* Extracted text:
● ● ● ●

Carbon retirement involves retiring allowances from emission trading schemes as a method for offsetting carbon emissions. Voluntary purchasers can offset their carbon emissions by purchasing carbon allowances from legally mandated cap-and-trade programs such as the Regional Greenhouse Gas Initiative or the European Emissions Trading Scheme. By purchasing the allowances that power plants, oil refineries, and industrial facilities need to hold to comply with a cap, voluntary purchases tighten the cap and force additional emissions reductions.

Small-scale schemes

Voluntary purchases can also be made through small-scale and sometimes uncertified schemes such as those offered at South African-based Promoting Access to Carbon Equity Centre (PACE), which nevertheless offer clear services such as poverty alleviation in the form of renewable energy development. These projects have the potential to develop projects that are either too small or too complicated to benefit from legally mandated cap-and-trade programs.

Other
A UK offset provider set up a carbon offsetting scheme that set up a secondary market for treadle pumps in developing countries. These pumps are used by farmers, using human power, in place of diesel pumps. However, given that treadle pumps are best suited to pumping shallow water, while diesel pumps are usually used to pump water from deep boreholes, it is not clear that the treadle pumps are actually achieving real emissions reductions. Other companies have explored and rejected treadle pumps as a viable carbon offsetting approach due to these concerns.

Quality assurance schemes

Accounting for and verifying reductions

Owing to their indirect nature, many types of offset are difficult to verify. Some providers obtain independent certification that their offsets are accurately measured to distance themselves from potentially fraudulent competitors. The credibility of the various certification providers is often questioned. Certified offsets may be purchased from commercial or non-profit organizations for US$2.75–99.00 per tonne of CO2, due to fluctuations of market price. Annual carbon dioxide emissions in developed countries range from 6 to 23 tons per capita.
Accounting systems differ on precisely what constitutes a valid offset for voluntary reduction systems and for mandatory reduction systems. However formal standards for quantification exist based on collaboration between emitters, regulators, environmentalists and project developers. These standards include the Voluntary Carbon Standard, Plan Vivo Foundation, Green-e Climate, Chicago Climate Exchange and the Gold Standard, the latter of which expands upon the requirements for the Clean Development Mechanism of the Kyoto Protocol.

● ● ● ●

* Exercise 1: According to the carbon offsetting passage above, for what price range per tonne of CO2 can certified offsets be purchased?

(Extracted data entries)
● ● ● ●

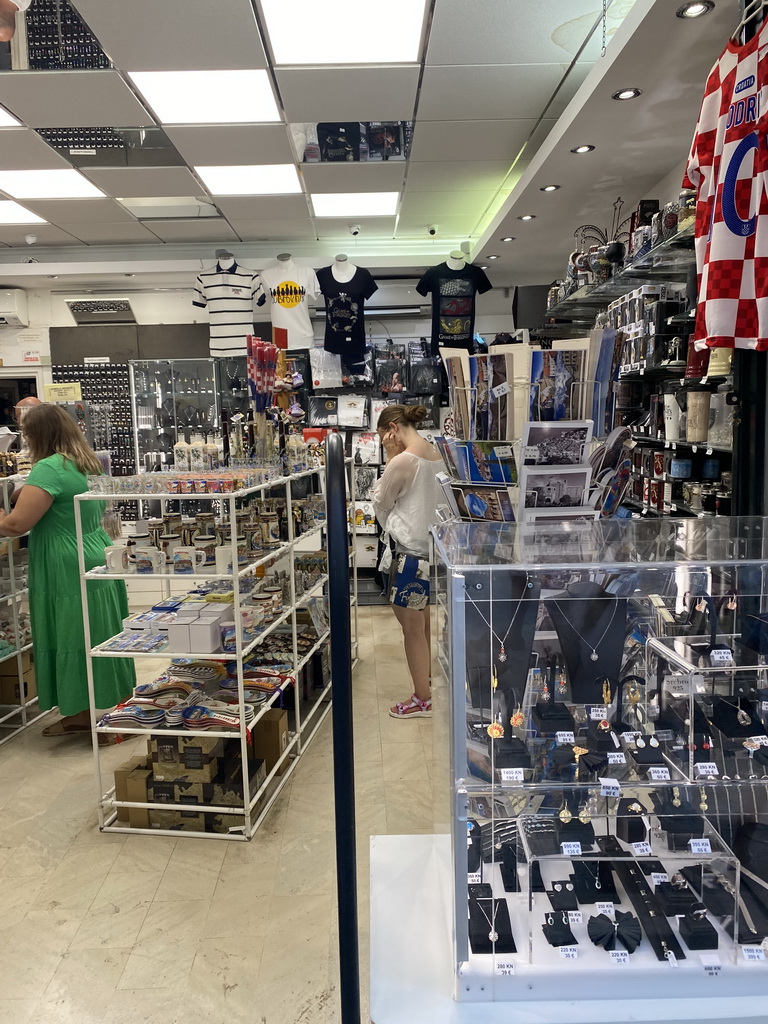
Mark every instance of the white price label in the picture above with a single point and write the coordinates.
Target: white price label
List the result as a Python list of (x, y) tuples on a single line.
[(753, 953), (609, 787), (699, 846)]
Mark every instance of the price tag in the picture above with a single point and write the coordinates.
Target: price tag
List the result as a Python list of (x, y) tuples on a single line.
[(753, 953), (699, 846), (609, 787)]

● ● ● ●

* Exercise 2: Reproduce the entire extracted data entries listing above line for line, without any changes, and leave the pictures out.

* Written reply 1: US$2.75–99.00 per tonne of CO2.

* Written reply 2:
Mark every instance of the white price label in the picture above with a single point and write the coordinates.
Target: white price label
List the result as a Python list of (x, y) tuples on a single line.
[(753, 953), (609, 787), (699, 846)]
Mark every instance of the price tag in the picture above with a single point and write the coordinates.
Target: price tag
List the result as a Python list of (x, y) tuples on a single line.
[(753, 953), (699, 846), (609, 787)]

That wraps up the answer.